(The input):
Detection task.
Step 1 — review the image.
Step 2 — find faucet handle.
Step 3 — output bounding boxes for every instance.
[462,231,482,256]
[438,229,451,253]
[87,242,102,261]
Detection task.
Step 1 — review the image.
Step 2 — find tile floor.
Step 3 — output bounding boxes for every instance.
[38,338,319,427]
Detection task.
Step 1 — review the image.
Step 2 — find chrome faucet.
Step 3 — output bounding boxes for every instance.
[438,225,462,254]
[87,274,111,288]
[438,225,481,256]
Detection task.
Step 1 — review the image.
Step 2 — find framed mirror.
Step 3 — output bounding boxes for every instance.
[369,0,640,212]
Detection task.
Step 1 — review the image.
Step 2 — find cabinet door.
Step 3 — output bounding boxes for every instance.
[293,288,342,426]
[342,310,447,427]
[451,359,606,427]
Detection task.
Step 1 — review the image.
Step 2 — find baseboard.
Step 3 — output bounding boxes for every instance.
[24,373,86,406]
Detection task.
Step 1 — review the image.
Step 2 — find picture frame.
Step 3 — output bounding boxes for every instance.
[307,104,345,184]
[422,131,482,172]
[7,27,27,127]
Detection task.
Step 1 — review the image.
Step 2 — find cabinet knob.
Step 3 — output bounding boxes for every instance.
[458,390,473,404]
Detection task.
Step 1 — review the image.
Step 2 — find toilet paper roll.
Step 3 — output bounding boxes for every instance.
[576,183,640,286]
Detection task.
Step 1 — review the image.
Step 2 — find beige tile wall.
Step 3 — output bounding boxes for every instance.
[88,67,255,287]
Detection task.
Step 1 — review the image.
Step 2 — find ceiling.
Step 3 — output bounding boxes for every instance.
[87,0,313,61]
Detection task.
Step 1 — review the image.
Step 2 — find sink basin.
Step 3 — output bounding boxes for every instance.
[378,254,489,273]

(To be done): Rewrite the stretch of rows from the start through the line containing "[438,225,481,256]", substituting "examine" for every "review" and leaving all other text unchanged.

(Correct output):
Detection task.
Step 1 — examine the image.
Step 2 — find faucet handle.
Step 3 — output bounding boxes for every instance.
[462,231,482,256]
[438,229,451,253]
[87,242,102,261]
Detection task.
Step 1 — examine the image.
Step 2 — find tile floor.
Step 3 — output bounding boxes for every instance.
[38,338,319,427]
Detection task.
Step 1 — examine the image.
Step 2 — find chrome faucet.
Step 3 — output bounding boxes for every instance.
[438,225,462,254]
[87,274,111,288]
[438,225,481,256]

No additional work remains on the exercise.